- **Direction**
Rewrite all of the material below, changing every "supply the bounding box" to "provide the bounding box" and leaving everything else as it is. Omit the pictures from your answer.

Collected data
----
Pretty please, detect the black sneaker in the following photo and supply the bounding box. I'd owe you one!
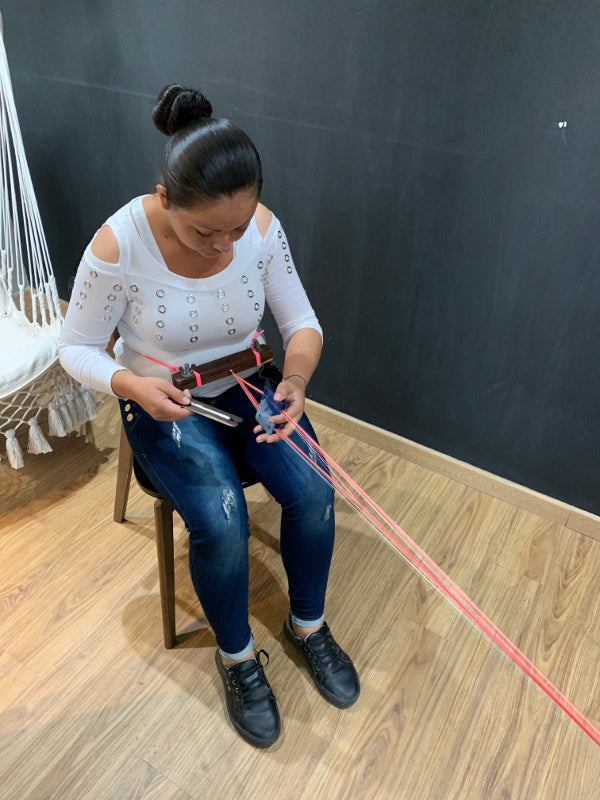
[283,612,360,708]
[215,650,281,747]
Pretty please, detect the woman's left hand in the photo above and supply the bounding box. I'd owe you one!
[254,375,306,442]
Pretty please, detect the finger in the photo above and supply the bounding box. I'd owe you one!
[160,381,191,406]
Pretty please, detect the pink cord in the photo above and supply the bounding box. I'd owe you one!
[235,375,600,746]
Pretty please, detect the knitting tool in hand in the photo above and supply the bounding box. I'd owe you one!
[171,340,273,391]
[256,384,285,434]
[188,398,244,428]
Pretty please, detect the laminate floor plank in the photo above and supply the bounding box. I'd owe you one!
[0,402,600,800]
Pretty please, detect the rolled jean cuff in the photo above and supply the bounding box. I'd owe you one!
[292,614,325,628]
[219,636,254,661]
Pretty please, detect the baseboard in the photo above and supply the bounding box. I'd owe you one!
[306,400,600,540]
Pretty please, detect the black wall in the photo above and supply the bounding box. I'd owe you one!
[2,0,600,513]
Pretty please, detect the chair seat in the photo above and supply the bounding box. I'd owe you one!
[0,316,58,399]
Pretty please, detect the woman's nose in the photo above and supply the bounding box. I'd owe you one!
[212,233,231,253]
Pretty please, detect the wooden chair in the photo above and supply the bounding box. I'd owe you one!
[114,426,258,650]
[114,426,177,650]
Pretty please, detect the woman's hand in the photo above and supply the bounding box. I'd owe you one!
[111,370,193,422]
[254,375,306,442]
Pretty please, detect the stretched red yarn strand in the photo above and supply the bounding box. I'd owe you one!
[235,375,600,746]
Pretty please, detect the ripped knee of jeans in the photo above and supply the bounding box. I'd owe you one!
[221,486,237,523]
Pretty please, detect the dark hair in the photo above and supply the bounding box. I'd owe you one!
[152,83,262,208]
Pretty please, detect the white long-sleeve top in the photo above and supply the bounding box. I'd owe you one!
[59,197,322,397]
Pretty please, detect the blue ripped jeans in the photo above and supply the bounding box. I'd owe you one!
[119,365,335,657]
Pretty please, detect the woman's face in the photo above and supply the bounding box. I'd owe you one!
[157,186,258,258]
----
- **Result below**
Pretty please, detect the black sneaker in the following photo and provide the bounding box. I'd owe you one!
[283,612,360,708]
[215,650,281,747]
Pretty please, detect the woman's left hand in the photo above and provide the bounding box. I'd owe you one!
[254,375,306,442]
Pretty please, detect the finger in the photo above and provide the bounding box. I'd owe you one!
[160,381,191,406]
Pretty please, detect the pink cord in the photo above and provide the bounding box. I'd owe you one!
[235,375,600,746]
Pretty please, detect the knitting tool in hand in the photo above and provide the bounding box. I'd owe you one!
[171,340,273,391]
[256,384,285,434]
[188,398,244,428]
Pretty please, detect the laminate floor plank in the photo above and provide the bounding box. I'd owe you one!
[0,402,600,800]
Pretty please, detect the rolled jean cuff in the photo above and provide the bounding box. I'd owe you one!
[292,614,325,628]
[219,636,254,661]
Pretty please, detect the baseboard in the photo above and provide the bounding box. I'd owe you one!
[306,400,600,540]
Pretty please, detect the black wall in the photo above and provide the bounding box. I'd owe you one!
[2,0,600,513]
Pretty please, detect the chair seat in the photo above and provide the bounding box. I'd owe you one!
[0,316,58,399]
Pretty please, detect the woman's nose in the photo above and provide the bounding box. I'd owe you one!
[212,233,231,253]
Pretty please, detect the wooden chair in the photo above and provide the bounding box. I'd owe you one!
[114,426,258,650]
[114,426,177,650]
Pretty please, detect the woman's hand in the photo above and provide the bounding box. I'd owe you one!
[111,370,193,422]
[254,375,306,442]
Pretty please, detect the stretched red yarn strand in the photo above and provide the bounding box. I'd owe you one!
[235,375,600,746]
Pretty please, detect the ripped knee of jeans in the photo above and provide the bounding box. I'd owe you one!
[221,486,237,523]
Pretty please, detect the dark hair in the photo above and provide the bounding box. I'd owe you one!
[152,83,262,208]
Pretty please, detect the white long-sleeve top in the photo above and provide the bounding box. I'd owe you one!
[59,197,322,397]
Pretty please, detect the blue ripped jeans in the photo above and provide the bounding box. I'd owe you one!
[119,365,335,657]
Pretty please, detect the woman's face in the photo above and provide the bounding box. I'd owe you one!
[157,186,258,258]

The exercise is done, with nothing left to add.